**CHALLENGE**: Reproduce this listing in full.

**Coordinate annotation records**:
****************************************
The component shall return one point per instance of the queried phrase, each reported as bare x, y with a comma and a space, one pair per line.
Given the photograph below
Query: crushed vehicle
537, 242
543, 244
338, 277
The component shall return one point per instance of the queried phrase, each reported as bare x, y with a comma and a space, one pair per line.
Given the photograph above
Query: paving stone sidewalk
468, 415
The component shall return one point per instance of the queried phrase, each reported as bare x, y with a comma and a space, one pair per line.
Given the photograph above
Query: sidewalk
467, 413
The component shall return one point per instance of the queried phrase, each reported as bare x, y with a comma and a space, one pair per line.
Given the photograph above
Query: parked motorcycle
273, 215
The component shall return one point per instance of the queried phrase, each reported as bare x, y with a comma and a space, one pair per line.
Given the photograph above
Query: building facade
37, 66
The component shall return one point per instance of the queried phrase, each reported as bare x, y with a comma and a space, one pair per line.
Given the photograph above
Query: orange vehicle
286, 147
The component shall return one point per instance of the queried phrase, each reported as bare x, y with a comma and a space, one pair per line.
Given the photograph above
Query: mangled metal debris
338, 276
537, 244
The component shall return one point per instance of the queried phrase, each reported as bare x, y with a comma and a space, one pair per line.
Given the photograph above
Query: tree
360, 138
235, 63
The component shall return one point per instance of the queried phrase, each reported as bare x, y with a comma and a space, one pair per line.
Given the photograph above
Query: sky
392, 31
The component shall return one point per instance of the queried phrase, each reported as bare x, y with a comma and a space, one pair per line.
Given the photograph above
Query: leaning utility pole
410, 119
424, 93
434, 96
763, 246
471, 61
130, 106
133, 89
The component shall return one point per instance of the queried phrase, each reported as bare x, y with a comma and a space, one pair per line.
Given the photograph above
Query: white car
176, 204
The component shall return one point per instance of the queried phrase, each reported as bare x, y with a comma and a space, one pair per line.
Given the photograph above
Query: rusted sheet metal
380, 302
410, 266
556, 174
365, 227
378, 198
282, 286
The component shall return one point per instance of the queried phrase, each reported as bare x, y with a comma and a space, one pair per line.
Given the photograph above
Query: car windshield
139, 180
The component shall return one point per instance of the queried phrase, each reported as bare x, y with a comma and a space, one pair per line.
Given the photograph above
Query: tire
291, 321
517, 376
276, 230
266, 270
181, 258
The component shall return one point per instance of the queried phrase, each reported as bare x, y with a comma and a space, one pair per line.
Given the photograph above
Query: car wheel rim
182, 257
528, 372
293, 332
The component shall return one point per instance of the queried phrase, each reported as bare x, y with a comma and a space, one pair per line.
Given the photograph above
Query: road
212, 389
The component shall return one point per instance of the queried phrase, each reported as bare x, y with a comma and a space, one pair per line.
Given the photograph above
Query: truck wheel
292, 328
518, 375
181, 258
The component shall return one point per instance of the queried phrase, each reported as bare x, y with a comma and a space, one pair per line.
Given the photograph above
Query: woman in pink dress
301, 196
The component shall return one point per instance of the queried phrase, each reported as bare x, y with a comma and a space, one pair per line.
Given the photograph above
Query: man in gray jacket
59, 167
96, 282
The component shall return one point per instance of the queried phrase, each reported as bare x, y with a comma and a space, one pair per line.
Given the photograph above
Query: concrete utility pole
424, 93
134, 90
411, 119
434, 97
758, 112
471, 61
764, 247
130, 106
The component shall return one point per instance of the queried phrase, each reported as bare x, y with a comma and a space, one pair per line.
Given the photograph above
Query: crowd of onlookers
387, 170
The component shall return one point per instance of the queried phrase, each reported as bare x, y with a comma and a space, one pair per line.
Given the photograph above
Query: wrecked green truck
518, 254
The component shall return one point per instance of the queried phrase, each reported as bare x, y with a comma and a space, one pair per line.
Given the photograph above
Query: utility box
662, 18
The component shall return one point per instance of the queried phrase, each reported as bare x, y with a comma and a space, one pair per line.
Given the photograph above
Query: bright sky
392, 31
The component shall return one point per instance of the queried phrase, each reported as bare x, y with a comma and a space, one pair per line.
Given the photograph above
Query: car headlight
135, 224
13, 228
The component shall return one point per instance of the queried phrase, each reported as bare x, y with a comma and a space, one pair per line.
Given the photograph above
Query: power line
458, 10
****************************************
**WRITTEN SOLUTION**:
The component shall return one point per instance of the queried phrase, each reported as bare x, y with a comma and a space, one pair per line.
Given the photograph below
Query: crushed vehicle
537, 242
543, 244
338, 277
The component shall return one point per instance of the queried phrase, each reported as bare x, y with a comma and a space, one pair per line.
Given the photograph above
Query: paving stone sidewalk
468, 415
The component shall return one point per instance of the queried phrase, each reported as bare x, y with a comma and a space, one pair per line.
Given the photograph above
Query: sidewalk
467, 413
The component shall return one point per instance of the queried phrase, each reported as bare x, y with a comma and a space, one pair per line.
Given the photograph above
Query: parked motorcycle
273, 215
The component shall return one point per instance of the queried phrase, each reported as bare x, y with a comma and a space, one pair per line.
Given the photograph above
Query: building facade
37, 66
The component shall return one point per instance of the queried phrase, each reported as bare x, y with a comma and a space, one pair per line.
Given the photograph above
Query: orange vehicle
286, 147
The component shall return one point per instance of the queried phrase, each reported as bare x, y with a comma and a space, one pair per line.
Given the photograph above
Query: mangled metal debris
338, 276
537, 244
The component shall return one point per instance of the queried phrase, each reported as bare x, y with a comma and a space, one pair per line.
Given the photograph above
Query: tree
360, 138
235, 63
The component shall return one point per instance of the queried phrase, each reported as bare x, y with a comma and a space, one pair per line.
Given the photograph above
Query: sky
392, 31
The component shall return one point per instance of the queried phrase, each reported as bare x, y with a comma and a space, one pair per line.
Given the photograph above
Query: leaning utility pole
410, 119
424, 93
434, 96
763, 246
471, 61
130, 106
133, 89
The component shall return one point per instance of the queried phrase, each reported as bare x, y with a comma and a space, one pair per line.
Given the photograph above
Query: white car
176, 204
The component shall return one point per instance of the queried phrase, each reported as bare x, y with a comma and a space, one pair per line.
Given the photograph above
Query: rusted sheet metal
380, 302
410, 266
556, 174
365, 227
378, 198
282, 286
The component shall return one point per instance of the queried phrase, each reported as bare x, y with a comma and a space, one pair per line.
Given the photograph above
Query: car windshield
139, 180
The component shall return one point per instance of the queried phrase, each reported as bare x, y with a comma and a space, one pair per line.
Given the photograph above
Query: tire
291, 321
517, 376
276, 230
266, 270
181, 258
The component shall return one point per instance of the queried phrase, each reported as bare x, y with a comma and a space, one pair per line.
Given the photograph above
Query: car wheel rim
182, 257
528, 372
293, 332
The component shall return one point per instance of the queried phrase, each reported as bare x, y with a comma and a space, one pair per line.
Given the photograph above
Query: road
212, 389
The component shall return one point per instance of the queried phrase, each reported as bare x, y with a comma and a space, one pair per line.
Given the photograph above
Query: truck wheel
292, 328
518, 375
181, 258
The component shall return one point per instance of the queried phrase, each reported as bare x, y with a comma and a space, one pair per line.
Given the photograph above
Query: woman in pink dress
301, 196
The component shall return one point per instance of the queried phrase, each reported as bare x, y with a comma and a space, one pair per line.
Given the photograph above
Query: man in gray jacket
59, 167
96, 282
The component shall return one point per instance of the queried phrase, each reported as bare x, y with a comma and a space, one pair per line.
Given the photograph above
Query: concrete utility pole
424, 93
134, 90
411, 119
434, 97
758, 112
471, 61
764, 247
130, 106
The component shall return one point per instance of the queried phrase, each reported as bare x, y with a comma and a space, one pair per line.
Given the photograph above
Query: crowd of onlookers
387, 170
The component shall return one point per instance of the queried phrase, each reported as bare x, y with a comma and a space, one pair per line.
Given the photograph above
Query: wrecked green truck
518, 254
The component shall return one point per instance of the queried phrase, each reported as bare x, y with a comma and a space, one pair per line.
Given the photograph above
Query: utility box
662, 18
The component shall return one point per instance of the queried phrase, each reported as bare x, y with a comma and a space, one pair per line.
Given the photograph above
Query: bright sky
392, 31
The component shall return one point per instance of the queried phrase, each reported as bare x, y with a comma and a space, one pair per line.
Given the photograph above
Query: car headlight
135, 224
13, 228
The component shall return one point per instance of the queried phrase, each reported as bare x, y with a comma and a space, one pair per line.
Given the photograph above
Query: power line
458, 10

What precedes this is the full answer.